— İstenen İş —
Aşağıdaki malzemede "Annotation task: mark the yellow" ifadesini içeren satırla açılıp "(512, 1082)" ifadesini içeren satırla kapanan bölümü, iki uç satır da dahil, hiçbir değişiklik yapmadan aynen geri verin. Bu satırların dışında hiçbir şey yazmayın.

— Veri Bölümü —
----------

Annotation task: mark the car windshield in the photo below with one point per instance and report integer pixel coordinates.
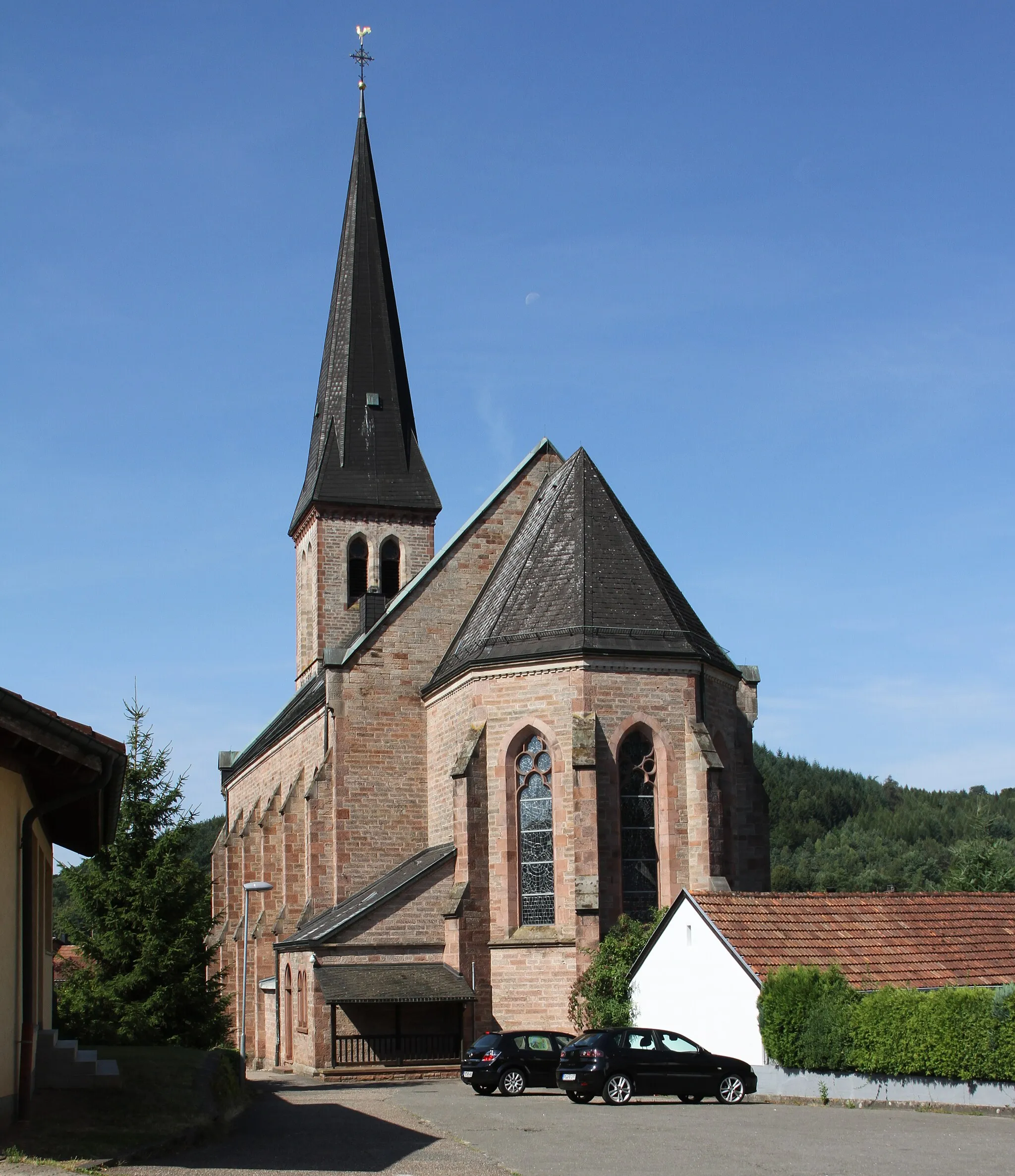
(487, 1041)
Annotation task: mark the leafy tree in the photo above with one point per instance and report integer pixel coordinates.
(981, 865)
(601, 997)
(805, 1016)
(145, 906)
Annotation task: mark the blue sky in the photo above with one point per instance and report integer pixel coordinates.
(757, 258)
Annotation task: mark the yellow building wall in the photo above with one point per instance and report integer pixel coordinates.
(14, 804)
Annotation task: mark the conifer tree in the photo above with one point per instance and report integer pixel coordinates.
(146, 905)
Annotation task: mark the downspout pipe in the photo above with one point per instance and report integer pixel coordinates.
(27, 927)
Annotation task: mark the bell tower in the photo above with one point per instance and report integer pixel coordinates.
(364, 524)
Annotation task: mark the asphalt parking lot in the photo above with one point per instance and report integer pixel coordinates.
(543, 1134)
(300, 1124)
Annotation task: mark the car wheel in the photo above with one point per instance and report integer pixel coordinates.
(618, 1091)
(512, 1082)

----------

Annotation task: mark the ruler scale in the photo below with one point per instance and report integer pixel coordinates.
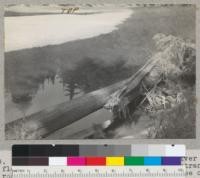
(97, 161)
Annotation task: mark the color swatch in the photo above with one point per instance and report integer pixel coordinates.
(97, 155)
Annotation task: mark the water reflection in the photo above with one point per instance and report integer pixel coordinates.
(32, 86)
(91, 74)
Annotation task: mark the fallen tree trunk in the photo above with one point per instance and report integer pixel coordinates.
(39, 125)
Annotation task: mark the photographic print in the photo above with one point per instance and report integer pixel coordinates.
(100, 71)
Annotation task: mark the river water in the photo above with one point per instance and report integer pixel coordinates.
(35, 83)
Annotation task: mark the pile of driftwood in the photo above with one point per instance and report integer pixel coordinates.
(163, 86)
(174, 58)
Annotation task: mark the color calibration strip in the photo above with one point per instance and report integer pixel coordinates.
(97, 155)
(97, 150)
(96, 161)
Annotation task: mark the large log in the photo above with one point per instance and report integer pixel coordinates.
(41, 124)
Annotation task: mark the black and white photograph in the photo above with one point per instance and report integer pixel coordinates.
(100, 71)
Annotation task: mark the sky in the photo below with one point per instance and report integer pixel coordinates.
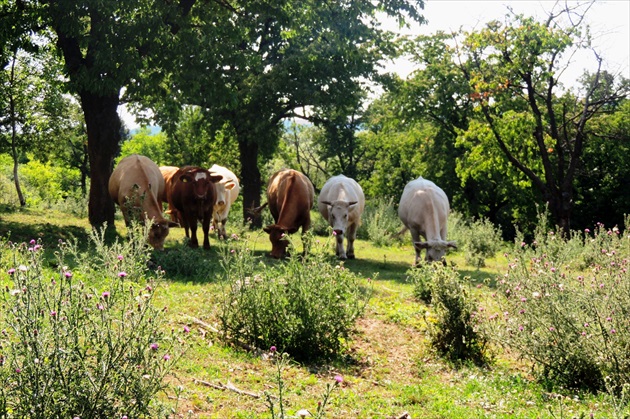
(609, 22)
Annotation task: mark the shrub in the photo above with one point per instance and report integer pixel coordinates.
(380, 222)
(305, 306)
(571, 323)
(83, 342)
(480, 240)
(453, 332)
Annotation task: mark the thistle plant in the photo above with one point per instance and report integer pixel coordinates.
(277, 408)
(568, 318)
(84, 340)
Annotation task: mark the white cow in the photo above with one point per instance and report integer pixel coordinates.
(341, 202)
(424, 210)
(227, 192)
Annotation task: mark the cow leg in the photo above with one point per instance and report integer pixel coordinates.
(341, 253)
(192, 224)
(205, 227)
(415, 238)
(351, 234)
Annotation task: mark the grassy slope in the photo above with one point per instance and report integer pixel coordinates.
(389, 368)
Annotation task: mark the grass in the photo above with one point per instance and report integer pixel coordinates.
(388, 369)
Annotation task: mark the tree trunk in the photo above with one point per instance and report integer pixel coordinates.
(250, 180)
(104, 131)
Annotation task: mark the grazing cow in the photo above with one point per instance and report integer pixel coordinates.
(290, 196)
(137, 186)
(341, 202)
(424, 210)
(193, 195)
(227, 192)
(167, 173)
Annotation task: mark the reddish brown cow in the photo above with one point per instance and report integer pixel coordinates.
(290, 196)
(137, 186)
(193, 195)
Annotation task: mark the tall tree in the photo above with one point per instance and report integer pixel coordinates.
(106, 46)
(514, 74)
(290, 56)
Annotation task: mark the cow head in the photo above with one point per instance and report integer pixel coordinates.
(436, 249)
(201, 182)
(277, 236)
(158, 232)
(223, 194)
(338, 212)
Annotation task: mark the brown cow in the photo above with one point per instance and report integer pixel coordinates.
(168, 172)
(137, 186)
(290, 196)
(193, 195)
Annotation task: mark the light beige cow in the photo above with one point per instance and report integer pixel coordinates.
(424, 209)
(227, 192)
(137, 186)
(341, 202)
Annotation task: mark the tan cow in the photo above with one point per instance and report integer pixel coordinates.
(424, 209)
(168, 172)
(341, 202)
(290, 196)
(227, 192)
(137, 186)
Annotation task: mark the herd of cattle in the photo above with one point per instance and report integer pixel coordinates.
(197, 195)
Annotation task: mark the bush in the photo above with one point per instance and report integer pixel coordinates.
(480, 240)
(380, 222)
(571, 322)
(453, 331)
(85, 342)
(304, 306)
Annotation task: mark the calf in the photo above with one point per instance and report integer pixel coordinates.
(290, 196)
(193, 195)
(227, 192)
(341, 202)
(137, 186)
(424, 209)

----------

— Yanıt —
Annotation task: mark the yellow building wall in the photo above with one point per instance and report integer pixel coordinates.
(14, 804)
Annotation task: mark the conifer tree in the photo above with one point per instance and report integer pixel coordinates.
(146, 905)
Annotation task: mark the downspout pipe in the photo above with one point per instance and report integer pixel coordinates.
(27, 927)
Annotation task: mark the bell tower in the photo above with one point per instance and report integer pixel coordinates.
(364, 524)
Annotation task: mark the asphalt parking lot in the photo above with one point per instance and report integer pixel coordinates.
(543, 1134)
(300, 1124)
Annotation task: mark the car wheel in the photo above with one point per instance and report integer pixel coordinates.
(618, 1091)
(512, 1082)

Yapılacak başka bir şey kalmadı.